- _Try it_:
Please answer from the text on low birth weight mortality modeling: what does it say would be needed to learn the direction of bias?

[Opening Document passage section]

If the \(RR_{acmr}\) < \(RR_{aacmr}\), we are underestimating deaths.If the \(RR_{acmr}\) > \(RR_{aacmr}\) then we are over-estimating deaths.This can be illusted by the following equations:
LWB=low birth weight babiesNBW=normal birth weight babies (or TMREL category)\(RR_{acmr}\) = \(\frac{\text{(LBW\_deaths\_affected + LBW\_deaths\_unaffected)/LBW\_births}}{\text{(NBW\_deaths\_affected + NBW\_deaths\_unaffected)/NBW\_births}}\)
= \(\frac{\text{(LBW\_deaths\_affected + LBW\_deaths\_unaffected)}}{\text{(NBW\_deaths\_affected + NBW\_deaths\_unaffected)}} \times \frac{\text{NBW\_births}}{\text{LBW\_births}}\)
\(RR_{aacmr}\) = \(\frac{\text{LBW\_deaths\_affected/LBW\_births}}{\text{NBW\_deaths\_affected/NBW\_births}}\)
= \(\frac{\text{LBW\_deaths\_affected}}{\text{NBW\_deaths\_affected}} \times \frac{\text{NBW\_births}}{\text{LBW\_births}}\)
Since we do not know the ratio of the number of \(\text{LBW\_deaths\_unaffected}\) to the number of \(\text{NBW\_deaths\_unaffected}\), we do not know the direction of bias. We would need to analyse the stratified microdata.
Todo
check to see (LBW_deaths_unaffected / NBW_deaths_unaffected) ?<? (LBW_deaths_affected / NBW_deaths_affected) or the reverse inequality?
if this above inequality is true, then it implies RR_acmr < RR_aacmr (the math checks out)
at first glance, the above inequality seems more likely than the reverse, BUT the unaffected causes include reverse causality causes which can complicate things.
thus, we should dig into a bit more later
Risk Exposure Model Diagram
Data Description Tables
Validation Criteria
Our baseline scenario should compare with GBD artifact data with regards to:
LBWSG exposure categories (note: consider a proxy for this so that we don’t need to observe person time in each category, perhaps mean BW or mean RR or birth prevalence?)
All-cause mortality rates in the early neonatal and late neonatal categories
Pay special attention to the green causes (affected, modelled), as it’s possible that CSMR’s will not exactly match for these, throwing off the ACMR.
According to the math, the CSMRs for the blue and pink causes should validate, so it would be a good idea to explicitly compare “deaths due to other causes” in our model to the sum of CSMRs in these groups.

[Closing Document passage section]
[Opening Data for analysis section]

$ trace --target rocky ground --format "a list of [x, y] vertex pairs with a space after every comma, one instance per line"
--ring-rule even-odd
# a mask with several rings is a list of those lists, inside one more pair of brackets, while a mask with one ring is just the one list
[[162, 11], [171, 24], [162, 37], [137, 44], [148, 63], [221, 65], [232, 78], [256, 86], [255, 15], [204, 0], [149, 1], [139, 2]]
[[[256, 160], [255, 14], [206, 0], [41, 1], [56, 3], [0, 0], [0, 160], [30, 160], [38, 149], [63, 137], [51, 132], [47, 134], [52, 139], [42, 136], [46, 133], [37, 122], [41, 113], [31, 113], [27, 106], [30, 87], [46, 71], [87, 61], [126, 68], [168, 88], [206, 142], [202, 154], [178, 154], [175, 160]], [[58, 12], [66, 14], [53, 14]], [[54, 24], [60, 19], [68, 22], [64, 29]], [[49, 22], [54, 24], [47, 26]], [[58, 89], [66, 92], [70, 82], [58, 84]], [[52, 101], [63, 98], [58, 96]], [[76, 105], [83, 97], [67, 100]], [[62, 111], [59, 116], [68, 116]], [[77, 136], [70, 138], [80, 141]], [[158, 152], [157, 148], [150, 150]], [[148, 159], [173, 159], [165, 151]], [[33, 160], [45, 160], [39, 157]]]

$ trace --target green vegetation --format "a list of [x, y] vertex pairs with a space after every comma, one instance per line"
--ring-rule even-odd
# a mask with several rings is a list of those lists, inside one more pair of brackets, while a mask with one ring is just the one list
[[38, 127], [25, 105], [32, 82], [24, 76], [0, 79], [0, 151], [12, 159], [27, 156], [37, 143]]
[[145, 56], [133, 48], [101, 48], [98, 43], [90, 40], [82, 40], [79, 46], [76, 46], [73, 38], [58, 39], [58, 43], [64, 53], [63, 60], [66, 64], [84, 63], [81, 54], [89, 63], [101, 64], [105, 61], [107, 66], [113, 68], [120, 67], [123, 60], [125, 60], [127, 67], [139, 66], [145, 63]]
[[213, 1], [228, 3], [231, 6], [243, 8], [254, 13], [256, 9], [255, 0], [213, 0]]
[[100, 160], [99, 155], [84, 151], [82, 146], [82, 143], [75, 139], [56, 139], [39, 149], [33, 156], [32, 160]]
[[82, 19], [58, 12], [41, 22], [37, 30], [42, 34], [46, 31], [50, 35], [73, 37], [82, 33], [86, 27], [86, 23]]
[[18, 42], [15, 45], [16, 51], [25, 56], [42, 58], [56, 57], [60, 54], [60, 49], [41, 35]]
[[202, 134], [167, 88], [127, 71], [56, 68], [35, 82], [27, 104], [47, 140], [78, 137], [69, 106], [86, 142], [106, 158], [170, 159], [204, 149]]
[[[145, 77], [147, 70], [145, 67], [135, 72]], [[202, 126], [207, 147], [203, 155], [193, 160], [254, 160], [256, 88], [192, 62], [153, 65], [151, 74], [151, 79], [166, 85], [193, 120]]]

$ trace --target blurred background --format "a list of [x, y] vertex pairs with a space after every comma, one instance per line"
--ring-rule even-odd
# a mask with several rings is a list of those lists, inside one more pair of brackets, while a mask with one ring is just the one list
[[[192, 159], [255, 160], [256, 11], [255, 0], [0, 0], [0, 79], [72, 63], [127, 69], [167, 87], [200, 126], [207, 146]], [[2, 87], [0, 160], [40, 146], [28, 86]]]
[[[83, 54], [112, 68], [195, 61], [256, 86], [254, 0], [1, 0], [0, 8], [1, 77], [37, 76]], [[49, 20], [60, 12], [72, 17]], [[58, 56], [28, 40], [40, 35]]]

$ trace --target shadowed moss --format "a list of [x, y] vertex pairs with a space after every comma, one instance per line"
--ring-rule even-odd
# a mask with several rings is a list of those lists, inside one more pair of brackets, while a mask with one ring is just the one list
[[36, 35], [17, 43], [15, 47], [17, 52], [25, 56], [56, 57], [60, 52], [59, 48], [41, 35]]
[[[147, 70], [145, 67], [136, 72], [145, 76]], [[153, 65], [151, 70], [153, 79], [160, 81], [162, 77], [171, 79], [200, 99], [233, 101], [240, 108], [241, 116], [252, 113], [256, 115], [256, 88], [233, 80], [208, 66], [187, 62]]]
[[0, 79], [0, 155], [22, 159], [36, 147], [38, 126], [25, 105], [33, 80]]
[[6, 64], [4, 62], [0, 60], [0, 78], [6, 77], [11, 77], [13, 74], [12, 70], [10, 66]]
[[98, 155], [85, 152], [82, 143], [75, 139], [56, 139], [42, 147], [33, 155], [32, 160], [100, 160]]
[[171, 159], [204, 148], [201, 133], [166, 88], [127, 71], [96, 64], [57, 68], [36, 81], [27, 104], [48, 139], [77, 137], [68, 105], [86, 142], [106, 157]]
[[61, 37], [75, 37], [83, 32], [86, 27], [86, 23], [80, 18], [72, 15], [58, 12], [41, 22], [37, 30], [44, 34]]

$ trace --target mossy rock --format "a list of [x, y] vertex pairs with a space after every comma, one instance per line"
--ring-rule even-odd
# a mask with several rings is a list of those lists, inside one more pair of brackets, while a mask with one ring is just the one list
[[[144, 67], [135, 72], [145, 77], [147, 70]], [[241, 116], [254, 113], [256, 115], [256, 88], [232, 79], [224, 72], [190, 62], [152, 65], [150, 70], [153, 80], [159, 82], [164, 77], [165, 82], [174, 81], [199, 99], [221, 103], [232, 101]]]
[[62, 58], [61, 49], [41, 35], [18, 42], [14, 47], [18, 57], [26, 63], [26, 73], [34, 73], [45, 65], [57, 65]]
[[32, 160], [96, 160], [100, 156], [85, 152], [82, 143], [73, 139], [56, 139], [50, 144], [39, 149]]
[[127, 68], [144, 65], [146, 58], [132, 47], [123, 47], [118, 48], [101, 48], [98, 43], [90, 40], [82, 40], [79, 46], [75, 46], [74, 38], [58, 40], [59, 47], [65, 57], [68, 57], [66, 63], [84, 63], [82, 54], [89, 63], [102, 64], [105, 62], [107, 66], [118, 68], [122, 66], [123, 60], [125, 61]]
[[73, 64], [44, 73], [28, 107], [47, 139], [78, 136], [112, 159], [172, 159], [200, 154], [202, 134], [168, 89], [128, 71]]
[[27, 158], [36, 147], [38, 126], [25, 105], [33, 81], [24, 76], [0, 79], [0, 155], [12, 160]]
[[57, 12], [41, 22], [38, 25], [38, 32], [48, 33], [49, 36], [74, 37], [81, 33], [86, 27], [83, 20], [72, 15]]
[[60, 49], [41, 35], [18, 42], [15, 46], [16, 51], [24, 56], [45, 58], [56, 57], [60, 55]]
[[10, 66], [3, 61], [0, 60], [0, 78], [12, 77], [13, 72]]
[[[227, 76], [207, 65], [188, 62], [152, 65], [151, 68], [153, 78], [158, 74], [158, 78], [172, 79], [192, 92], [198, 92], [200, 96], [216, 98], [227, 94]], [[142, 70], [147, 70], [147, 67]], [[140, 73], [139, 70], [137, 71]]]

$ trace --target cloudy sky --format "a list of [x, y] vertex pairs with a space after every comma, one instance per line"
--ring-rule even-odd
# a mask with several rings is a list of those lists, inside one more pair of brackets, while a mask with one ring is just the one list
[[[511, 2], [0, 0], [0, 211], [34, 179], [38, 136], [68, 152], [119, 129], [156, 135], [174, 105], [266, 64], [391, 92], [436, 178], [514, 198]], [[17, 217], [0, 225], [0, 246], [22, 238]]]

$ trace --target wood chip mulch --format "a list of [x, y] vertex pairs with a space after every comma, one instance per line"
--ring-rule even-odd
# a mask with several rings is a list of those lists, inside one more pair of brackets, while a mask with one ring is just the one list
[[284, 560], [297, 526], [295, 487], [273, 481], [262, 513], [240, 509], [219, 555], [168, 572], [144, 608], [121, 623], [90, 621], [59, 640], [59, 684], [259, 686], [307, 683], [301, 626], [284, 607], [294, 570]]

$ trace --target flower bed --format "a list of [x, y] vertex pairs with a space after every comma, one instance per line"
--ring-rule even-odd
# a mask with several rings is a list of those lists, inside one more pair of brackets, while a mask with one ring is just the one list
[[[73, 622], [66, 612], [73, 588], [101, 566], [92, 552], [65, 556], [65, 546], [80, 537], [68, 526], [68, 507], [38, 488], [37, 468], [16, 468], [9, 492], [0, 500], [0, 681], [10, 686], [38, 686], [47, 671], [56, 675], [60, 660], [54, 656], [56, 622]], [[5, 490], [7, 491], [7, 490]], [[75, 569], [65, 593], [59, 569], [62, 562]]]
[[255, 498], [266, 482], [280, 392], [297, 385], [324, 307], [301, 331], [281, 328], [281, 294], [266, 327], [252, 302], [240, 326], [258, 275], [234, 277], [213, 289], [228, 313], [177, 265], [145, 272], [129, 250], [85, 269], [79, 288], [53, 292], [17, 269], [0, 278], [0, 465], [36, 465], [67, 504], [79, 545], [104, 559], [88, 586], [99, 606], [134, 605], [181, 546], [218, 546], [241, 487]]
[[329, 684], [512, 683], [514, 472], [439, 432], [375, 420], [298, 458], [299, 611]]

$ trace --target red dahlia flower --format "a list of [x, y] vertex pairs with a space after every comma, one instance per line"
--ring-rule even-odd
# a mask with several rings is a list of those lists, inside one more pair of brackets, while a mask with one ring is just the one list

[Closing Data for analysis section]

- _Exercise answer_:
An analysis of the stratified microdata.